TEXTE À LIRE ::
━━━━━━━━━━━━━━━━━━━━━━━━━━━━━━

LeDroitSurMonOrdi.ca

CINQ POINTS À RETENIR

Le budget provincial dévoilé mardi par le ministre Éric Girard a suscité plusieurs réactions notamment en ce qui concerne les fameuses baisses d’impôt. Le volumineux document de près de 500 pages contient toutefois de nombreuses subtilités qui demandent un oeil d’expert pour être bien interprétées. Les Coops de l’information se sont entretenues avec Sylvain Gilbert, associé en fiscalité chez Raymond Chabot Grant Thornton pour vulgariser et éclaircir plusieurs points.

1 UN CRÉDIT DE SOLIDARITÉ BONIFIÉ… DE 3,25 $ PAR MOIS

La baisse d’impôt d’un point de pourcentage des deux premiers paliers fait en sorte qu’une personne qui gagne 20 000 $ par année se retrouvera avec seulement 8 $ de plus dans ses poches alors qu’une autre qui en empoche 100 000 $ aura un montant disponible supplémentaire de 814 $.

Pour contrer cette disparité, le gouvernement a doublé la bonification de la composante logement du crédit d’impôt remboursable pour la solidarité. Au lieu d’être indexée de 6,44 % comme prévu, elle sera augmentée de 12,88 %. Cette bonification correspond à… 39 $ de plus par année, soit 3,25 $ de plus chaque mois pour une personne seule pour payer son loyer. Si on parle du montant total, il passera de 599 $ à 677 $ annuellement, une hausse de 78 $.

Selon le dernier rapport de Rentals. ca, le loyer moyen avec une chambre s’élevait à 1623 $ à Montréal, 1652 $ à Gatineau et à 1214 $ à Québec. Le Tribunal administratif du logement (TAL) a dévoilé en janvier sa grille de calcul pour l’augmentation des loyers en 2023. Il y suggère une augmentation de 2,3 % pour les logements non chauffés et de 2,8 % pour ceux qui sont chauffés à l’électricité ce qui correspond grosso modo à une augmentation de plus de 40 $ par mois à Gatineau et Montréal et d’environ 30 $ par mois à Québec et un peu partout en province.

« Ça n’a pas de sens, déplore Sylvain Gilbert. On est à 400 $ par année de plus ce qui est extrêmement loin du compte. On aurait dû augmenter le crédit d’au moins 200 $. À partir de 58 000 $ par année, tu es coupé et pour une famille, c’est à partir d’un revenu combiné de 63 000 $, ça vise donc vraiment les gens qui pourraient avoir plus de difficultés à rejoindre les deux bouts. »

Sylvain Gilbert prévient toutefois que plusieurs personnes mieux nanties auront tout aussi besoin de cette baisse d’impôt.

━━━━━━━━━━━━━━━━━━━━━━━━━━━━━━

PROBLÈME POSÉ 1 :: D'après le texte sur le budget provincial, de quel montant à quel montant passera chaque année le total de la composante logement du crédit pour la solidarité ?
Le texte sur le budget provincial n'a aucun lien avec les lignes.

━━━━━━━━━━━━━━━━━━━━━━━━━━━━━━

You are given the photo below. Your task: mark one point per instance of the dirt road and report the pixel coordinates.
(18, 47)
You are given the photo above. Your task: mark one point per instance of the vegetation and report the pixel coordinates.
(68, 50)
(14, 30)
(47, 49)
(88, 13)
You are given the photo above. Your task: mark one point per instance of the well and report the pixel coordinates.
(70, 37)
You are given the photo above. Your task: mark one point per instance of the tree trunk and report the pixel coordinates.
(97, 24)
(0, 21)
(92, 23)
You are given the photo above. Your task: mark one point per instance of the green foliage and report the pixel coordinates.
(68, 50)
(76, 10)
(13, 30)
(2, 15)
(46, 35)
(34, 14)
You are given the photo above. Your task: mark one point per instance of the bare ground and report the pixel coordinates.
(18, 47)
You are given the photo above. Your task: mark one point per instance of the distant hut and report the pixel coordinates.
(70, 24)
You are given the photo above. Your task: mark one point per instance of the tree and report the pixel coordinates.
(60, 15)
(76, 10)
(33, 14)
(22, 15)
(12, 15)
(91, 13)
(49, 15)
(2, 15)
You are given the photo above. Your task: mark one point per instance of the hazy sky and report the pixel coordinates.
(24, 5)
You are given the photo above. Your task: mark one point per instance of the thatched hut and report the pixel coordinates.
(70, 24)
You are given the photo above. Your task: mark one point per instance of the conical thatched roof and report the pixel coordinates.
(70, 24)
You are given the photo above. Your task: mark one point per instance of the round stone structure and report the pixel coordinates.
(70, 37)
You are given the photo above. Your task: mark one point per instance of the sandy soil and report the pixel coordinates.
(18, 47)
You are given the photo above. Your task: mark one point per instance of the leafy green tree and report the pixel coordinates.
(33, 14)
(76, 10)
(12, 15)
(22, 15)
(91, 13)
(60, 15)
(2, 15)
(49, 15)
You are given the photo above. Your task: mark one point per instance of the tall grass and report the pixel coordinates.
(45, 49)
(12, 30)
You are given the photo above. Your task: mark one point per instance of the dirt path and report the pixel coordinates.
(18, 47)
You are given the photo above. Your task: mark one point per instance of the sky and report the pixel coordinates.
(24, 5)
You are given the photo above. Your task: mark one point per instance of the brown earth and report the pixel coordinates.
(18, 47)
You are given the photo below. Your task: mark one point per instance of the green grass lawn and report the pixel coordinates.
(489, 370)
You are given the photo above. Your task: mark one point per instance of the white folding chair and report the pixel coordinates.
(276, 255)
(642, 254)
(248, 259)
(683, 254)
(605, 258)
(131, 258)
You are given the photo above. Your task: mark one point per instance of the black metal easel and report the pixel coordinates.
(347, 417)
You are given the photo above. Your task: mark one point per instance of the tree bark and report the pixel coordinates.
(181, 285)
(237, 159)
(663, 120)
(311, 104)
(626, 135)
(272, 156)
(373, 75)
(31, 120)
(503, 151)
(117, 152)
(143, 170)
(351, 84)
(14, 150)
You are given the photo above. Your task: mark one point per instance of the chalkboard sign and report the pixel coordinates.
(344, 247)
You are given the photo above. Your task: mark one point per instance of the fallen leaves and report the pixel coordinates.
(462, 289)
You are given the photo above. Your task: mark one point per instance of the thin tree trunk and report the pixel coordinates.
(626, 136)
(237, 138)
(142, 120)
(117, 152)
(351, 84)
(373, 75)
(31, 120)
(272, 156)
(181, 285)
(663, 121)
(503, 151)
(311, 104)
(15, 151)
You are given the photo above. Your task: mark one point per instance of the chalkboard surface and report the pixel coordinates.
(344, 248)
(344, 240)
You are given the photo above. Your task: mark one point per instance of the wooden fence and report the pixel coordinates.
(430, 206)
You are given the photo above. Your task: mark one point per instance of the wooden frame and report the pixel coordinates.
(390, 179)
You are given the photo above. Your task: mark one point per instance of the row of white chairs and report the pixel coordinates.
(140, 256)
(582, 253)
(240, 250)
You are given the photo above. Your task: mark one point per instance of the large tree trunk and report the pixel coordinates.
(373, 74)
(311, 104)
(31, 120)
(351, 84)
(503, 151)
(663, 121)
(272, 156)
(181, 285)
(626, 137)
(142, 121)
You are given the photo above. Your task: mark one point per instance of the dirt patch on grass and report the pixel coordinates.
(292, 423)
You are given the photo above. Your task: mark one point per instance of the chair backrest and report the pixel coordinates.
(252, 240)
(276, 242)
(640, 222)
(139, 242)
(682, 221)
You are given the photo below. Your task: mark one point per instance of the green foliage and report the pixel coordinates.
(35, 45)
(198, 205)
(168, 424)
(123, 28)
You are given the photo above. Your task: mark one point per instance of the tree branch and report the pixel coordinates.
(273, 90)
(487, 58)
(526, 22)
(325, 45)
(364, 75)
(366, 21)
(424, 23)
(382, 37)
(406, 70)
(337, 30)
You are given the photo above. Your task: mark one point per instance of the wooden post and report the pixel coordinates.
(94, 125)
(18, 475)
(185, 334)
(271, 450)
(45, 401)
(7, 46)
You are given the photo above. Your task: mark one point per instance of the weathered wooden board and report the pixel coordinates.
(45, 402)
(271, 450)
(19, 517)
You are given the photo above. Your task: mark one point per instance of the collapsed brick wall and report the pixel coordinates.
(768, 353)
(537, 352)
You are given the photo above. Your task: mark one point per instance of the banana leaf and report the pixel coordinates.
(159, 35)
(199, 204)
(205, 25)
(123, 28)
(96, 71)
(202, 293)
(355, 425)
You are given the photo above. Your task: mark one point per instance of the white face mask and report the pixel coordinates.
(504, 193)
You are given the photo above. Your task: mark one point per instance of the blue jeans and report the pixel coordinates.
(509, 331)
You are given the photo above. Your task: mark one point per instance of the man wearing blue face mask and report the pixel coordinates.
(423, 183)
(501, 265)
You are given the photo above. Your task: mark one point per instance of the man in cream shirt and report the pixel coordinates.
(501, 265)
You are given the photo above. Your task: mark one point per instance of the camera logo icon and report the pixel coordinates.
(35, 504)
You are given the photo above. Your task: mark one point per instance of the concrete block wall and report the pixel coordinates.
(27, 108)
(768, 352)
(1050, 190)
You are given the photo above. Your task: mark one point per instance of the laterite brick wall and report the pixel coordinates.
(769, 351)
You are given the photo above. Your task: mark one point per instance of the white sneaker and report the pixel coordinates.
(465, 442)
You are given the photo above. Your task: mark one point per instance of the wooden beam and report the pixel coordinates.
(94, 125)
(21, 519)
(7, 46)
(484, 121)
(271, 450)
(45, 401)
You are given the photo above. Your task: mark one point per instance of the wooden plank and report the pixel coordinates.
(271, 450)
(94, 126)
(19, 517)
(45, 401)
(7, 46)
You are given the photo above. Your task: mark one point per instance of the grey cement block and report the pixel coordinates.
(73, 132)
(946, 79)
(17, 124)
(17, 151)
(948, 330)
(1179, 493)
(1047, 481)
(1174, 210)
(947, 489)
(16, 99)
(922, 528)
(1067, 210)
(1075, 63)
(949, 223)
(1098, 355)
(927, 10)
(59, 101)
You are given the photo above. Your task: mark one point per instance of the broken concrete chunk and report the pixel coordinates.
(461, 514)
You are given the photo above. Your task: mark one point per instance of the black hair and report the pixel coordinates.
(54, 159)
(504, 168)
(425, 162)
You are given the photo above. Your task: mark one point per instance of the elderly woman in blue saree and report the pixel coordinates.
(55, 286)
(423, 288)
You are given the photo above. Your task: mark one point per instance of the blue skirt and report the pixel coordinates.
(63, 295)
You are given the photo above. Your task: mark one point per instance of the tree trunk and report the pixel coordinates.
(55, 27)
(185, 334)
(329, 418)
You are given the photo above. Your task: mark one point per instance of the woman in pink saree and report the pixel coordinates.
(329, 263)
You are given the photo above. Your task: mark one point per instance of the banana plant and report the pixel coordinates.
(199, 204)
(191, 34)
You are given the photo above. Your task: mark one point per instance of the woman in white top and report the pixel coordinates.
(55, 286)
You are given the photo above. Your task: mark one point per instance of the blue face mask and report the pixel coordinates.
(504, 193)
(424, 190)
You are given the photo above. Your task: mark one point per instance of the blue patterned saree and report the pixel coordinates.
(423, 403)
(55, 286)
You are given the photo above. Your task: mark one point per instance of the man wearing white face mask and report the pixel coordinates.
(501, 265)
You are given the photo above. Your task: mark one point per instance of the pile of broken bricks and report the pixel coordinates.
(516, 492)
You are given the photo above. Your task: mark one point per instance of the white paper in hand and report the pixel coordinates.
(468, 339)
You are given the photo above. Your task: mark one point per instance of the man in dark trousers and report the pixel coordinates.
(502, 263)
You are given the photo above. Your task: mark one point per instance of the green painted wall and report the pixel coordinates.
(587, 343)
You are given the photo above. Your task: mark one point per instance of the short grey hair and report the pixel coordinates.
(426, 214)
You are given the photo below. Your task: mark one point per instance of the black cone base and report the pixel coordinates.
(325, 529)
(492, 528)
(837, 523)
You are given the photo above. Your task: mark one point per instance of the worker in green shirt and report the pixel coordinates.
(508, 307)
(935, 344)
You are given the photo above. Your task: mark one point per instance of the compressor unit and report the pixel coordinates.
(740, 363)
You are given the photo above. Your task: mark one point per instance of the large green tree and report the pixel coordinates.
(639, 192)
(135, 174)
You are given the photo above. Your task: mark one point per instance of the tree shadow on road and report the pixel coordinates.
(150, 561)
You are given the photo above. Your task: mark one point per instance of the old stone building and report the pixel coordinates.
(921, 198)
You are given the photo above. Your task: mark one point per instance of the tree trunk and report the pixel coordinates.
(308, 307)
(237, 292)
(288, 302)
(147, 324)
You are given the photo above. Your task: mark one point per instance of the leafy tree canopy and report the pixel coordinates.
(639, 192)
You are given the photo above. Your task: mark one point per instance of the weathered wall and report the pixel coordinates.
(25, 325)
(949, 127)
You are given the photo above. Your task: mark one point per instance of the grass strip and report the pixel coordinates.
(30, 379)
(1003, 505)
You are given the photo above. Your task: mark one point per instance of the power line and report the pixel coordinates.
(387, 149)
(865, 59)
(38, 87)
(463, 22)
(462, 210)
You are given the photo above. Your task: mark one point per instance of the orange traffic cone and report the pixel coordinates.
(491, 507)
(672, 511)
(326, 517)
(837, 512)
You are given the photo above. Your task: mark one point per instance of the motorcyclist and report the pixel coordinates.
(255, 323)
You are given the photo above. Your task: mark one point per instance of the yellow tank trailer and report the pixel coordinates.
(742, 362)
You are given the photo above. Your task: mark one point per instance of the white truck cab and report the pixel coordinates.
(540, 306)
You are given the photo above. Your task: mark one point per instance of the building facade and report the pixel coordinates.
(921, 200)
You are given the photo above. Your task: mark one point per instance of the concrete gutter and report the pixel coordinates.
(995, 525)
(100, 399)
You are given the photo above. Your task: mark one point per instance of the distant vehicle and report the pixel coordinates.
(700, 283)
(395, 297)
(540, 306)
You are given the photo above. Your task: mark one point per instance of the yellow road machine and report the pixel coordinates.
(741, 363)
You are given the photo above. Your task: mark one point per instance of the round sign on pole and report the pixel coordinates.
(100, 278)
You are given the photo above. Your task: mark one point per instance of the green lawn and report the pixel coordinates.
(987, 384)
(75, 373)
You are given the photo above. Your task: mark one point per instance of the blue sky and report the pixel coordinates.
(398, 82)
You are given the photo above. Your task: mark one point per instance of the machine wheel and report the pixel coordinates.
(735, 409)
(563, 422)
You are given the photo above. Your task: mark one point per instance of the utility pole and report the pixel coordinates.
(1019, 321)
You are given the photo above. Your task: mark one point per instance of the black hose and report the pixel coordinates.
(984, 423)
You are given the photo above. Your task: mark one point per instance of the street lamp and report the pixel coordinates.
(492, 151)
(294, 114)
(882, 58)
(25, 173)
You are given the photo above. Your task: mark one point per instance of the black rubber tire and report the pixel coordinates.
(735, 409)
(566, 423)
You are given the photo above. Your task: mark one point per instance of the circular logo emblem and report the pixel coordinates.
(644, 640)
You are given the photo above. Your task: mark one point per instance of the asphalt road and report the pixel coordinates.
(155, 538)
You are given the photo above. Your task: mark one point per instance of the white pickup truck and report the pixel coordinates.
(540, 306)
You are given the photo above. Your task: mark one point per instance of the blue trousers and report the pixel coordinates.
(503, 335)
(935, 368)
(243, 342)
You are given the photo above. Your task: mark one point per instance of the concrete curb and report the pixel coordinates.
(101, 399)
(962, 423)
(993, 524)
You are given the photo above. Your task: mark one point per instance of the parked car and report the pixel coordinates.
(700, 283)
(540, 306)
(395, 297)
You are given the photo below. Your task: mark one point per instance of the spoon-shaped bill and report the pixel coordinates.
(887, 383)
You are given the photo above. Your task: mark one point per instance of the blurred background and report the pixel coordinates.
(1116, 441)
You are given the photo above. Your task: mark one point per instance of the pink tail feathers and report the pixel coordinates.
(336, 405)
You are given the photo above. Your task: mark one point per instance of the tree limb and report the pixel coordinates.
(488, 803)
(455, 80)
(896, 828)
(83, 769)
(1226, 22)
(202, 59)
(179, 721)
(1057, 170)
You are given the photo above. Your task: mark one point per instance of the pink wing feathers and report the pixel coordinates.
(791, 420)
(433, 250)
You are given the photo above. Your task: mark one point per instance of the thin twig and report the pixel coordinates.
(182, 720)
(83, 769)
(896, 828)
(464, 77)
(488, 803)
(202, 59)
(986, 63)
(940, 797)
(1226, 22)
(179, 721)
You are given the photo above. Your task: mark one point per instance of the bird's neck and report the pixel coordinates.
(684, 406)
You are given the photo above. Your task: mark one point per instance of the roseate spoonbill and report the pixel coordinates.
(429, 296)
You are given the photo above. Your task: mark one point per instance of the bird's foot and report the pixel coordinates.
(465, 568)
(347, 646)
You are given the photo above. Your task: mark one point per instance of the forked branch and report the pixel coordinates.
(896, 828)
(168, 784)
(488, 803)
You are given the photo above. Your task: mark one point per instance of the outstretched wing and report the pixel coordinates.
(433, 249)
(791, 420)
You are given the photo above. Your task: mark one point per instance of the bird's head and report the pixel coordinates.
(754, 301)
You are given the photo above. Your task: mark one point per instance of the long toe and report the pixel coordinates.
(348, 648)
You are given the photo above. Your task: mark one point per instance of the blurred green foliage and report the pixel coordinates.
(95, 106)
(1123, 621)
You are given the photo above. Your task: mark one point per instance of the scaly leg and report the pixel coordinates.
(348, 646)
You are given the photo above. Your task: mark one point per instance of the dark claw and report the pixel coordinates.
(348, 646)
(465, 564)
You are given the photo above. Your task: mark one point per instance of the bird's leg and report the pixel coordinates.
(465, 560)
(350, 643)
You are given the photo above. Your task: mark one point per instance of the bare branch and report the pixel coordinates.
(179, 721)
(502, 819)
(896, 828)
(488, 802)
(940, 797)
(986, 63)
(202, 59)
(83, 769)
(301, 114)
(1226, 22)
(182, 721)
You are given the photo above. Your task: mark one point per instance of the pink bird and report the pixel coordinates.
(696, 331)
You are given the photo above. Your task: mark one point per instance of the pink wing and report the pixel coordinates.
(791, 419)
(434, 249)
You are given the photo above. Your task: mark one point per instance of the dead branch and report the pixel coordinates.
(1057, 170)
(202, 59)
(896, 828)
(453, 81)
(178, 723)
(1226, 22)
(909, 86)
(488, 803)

━━━━━━━━━━━━━━━━━━━━━━━━━━━━━━

PROBLÈME POSÉ 2 :: Repérez et recopiez chaque ligne qui contient le mot « machine », en tenant compte de la casse.

BONNE RÉPONSE 1 :: Il passera de 599 $ à 677 $ par année.

BONNE RÉPONSE 2 ::
You are given the photo above. Your task: mark one point per instance of the yellow road machine and report the pixel coordinates.
You are given the photo above. Your task: mark one point per instance of the machine wheel and report the pixel coordinates.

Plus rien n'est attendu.